ABOUT THIS TASK: Could you print every record exactly as it stands?

[Records from a data source]
'''

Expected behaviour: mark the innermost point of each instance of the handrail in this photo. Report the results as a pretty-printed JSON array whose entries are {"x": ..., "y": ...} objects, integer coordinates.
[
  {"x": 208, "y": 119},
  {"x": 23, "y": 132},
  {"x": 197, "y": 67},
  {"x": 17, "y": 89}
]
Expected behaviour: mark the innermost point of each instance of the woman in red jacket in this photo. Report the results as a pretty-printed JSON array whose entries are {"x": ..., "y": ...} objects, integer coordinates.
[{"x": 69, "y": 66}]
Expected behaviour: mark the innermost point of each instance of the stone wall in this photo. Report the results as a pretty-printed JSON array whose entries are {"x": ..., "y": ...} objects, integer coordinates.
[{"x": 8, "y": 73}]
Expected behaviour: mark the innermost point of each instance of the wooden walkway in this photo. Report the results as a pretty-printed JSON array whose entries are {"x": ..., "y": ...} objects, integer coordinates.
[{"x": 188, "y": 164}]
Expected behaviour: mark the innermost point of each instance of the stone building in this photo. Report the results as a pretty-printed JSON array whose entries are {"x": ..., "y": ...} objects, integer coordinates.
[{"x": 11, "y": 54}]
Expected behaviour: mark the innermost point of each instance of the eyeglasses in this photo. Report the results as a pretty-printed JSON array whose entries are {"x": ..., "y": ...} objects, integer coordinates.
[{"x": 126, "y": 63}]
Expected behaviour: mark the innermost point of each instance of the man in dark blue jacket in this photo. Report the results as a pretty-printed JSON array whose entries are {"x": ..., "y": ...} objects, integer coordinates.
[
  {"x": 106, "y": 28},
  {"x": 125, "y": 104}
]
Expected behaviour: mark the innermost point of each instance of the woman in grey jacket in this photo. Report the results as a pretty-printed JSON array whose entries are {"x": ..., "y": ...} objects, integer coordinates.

'''

EXPECTED OUTPUT:
Expected behaviour: mark the innermost point of each instance of the handrail in this photo. Report the results as a pretty-printed JSON array whose entries are {"x": ..., "y": ...} objects, integer coordinates.
[
  {"x": 208, "y": 119},
  {"x": 23, "y": 132},
  {"x": 197, "y": 67},
  {"x": 17, "y": 89}
]
Expected behaviour: mark the innermost point of each instance of the woman in red jacket in this photo. Report the results as a pretty-printed JSON array whose entries are {"x": ..., "y": ...} objects, integer coordinates.
[{"x": 69, "y": 66}]
Expected behaviour: mark the innermost point of each instance of the stone wall in this photo. Report the results as a pretty-printed JSON array whose entries are {"x": ..., "y": ...} objects, integer coordinates.
[{"x": 8, "y": 73}]
Expected behaviour: mark the innermost point of each instance of the wooden walkway in this photo. Report the results as a pretty-printed JSON array whose entries are {"x": ..., "y": ...} objects, integer coordinates.
[{"x": 188, "y": 164}]
Expected behaviour: mark the innermost point of each instance of the stone building in this photo. Report the results as a pretty-printed JSON array whose entries are {"x": ..., "y": ...} objects, integer coordinates.
[{"x": 11, "y": 54}]
Expected behaviour: mark the innermost point of each instance of the eyeglasses in this photo. Report the results as a pretty-printed JSON array whose entries are {"x": ..., "y": ...} objects, integer coordinates.
[{"x": 126, "y": 63}]
Expected behaviour: mark the innermost point of each instance of the man in dark blue jacket in this photo. Report the results as a pretty-printed JSON array whose entries are {"x": ..., "y": ...} objects, integer coordinates.
[
  {"x": 106, "y": 28},
  {"x": 125, "y": 104}
]
Expected behaviour: mark the innermost point of each instance of the woman in grey jacket in this photo. Report the results as a pretty-printed JSON array whose entries are {"x": ..., "y": ...} objects, integer coordinates.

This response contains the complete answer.